Segment Start: INFORMATION SUPPLIED
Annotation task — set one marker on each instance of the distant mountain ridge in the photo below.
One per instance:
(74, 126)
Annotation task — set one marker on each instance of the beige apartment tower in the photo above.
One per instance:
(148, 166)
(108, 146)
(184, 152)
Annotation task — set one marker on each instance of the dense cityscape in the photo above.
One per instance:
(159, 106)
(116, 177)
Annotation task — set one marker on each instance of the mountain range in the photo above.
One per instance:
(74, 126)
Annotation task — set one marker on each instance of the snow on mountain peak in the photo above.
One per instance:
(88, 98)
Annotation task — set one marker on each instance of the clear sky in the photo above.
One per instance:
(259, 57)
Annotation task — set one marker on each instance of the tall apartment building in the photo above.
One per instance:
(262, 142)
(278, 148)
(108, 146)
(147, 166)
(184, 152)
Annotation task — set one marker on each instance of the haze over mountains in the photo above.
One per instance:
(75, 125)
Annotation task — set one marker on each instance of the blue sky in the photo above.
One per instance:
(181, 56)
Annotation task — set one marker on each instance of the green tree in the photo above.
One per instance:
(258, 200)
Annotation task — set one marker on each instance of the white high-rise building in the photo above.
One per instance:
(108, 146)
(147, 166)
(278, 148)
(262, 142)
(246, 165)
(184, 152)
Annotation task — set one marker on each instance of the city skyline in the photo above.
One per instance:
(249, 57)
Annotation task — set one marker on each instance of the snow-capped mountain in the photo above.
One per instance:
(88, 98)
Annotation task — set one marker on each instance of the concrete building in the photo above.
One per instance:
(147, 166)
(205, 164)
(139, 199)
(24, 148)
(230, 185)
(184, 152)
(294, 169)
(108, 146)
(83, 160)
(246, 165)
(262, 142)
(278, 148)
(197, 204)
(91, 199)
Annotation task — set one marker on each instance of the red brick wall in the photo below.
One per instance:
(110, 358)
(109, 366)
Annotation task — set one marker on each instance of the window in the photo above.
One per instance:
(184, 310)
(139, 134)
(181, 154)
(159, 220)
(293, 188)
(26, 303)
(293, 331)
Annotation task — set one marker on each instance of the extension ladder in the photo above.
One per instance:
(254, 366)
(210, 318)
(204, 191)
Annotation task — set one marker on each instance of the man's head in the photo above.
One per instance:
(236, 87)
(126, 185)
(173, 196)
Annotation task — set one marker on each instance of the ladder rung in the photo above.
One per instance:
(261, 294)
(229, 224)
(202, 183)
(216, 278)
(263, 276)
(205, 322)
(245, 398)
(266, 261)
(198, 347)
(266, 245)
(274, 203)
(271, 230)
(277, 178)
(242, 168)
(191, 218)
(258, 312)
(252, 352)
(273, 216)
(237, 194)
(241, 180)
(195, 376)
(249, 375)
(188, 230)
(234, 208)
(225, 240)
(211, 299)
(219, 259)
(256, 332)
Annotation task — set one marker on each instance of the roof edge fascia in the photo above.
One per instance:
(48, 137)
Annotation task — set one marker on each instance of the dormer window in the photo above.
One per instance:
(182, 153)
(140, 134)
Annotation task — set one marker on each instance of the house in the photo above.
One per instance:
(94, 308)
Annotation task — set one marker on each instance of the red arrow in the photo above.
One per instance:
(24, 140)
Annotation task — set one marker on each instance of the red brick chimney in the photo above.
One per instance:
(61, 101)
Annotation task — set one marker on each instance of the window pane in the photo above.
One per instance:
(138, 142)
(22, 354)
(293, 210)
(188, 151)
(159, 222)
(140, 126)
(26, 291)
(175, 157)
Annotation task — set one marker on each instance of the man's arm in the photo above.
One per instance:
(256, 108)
Segment End: INFORMATION SUPPLIED
- [YOUR OBJECTIVE]:
Beginning at the top of the data, extract each line through the line containing "clear sky in the photo above." and return those lines exactly, with nothing added.

- [RESPONSE AREA]:
Annotation task — set one marker on each instance of the distant mountain ridge in the photo below.
One per instance:
(74, 126)
Annotation task — set one marker on each instance of the beige apartment tower in the photo above.
One per instance:
(148, 166)
(108, 146)
(184, 152)
Annotation task — set one marker on each instance of the dense cityscape in the photo above.
One per instance:
(159, 106)
(116, 177)
Annotation task — set one marker on each instance of the mountain range in the photo above.
One per instance:
(74, 126)
Annotation task — set one marker on each instance of the snow on mountain peak in the photo above.
One per instance:
(88, 98)
Annotation task — set one marker on each instance of the clear sky in the photo above.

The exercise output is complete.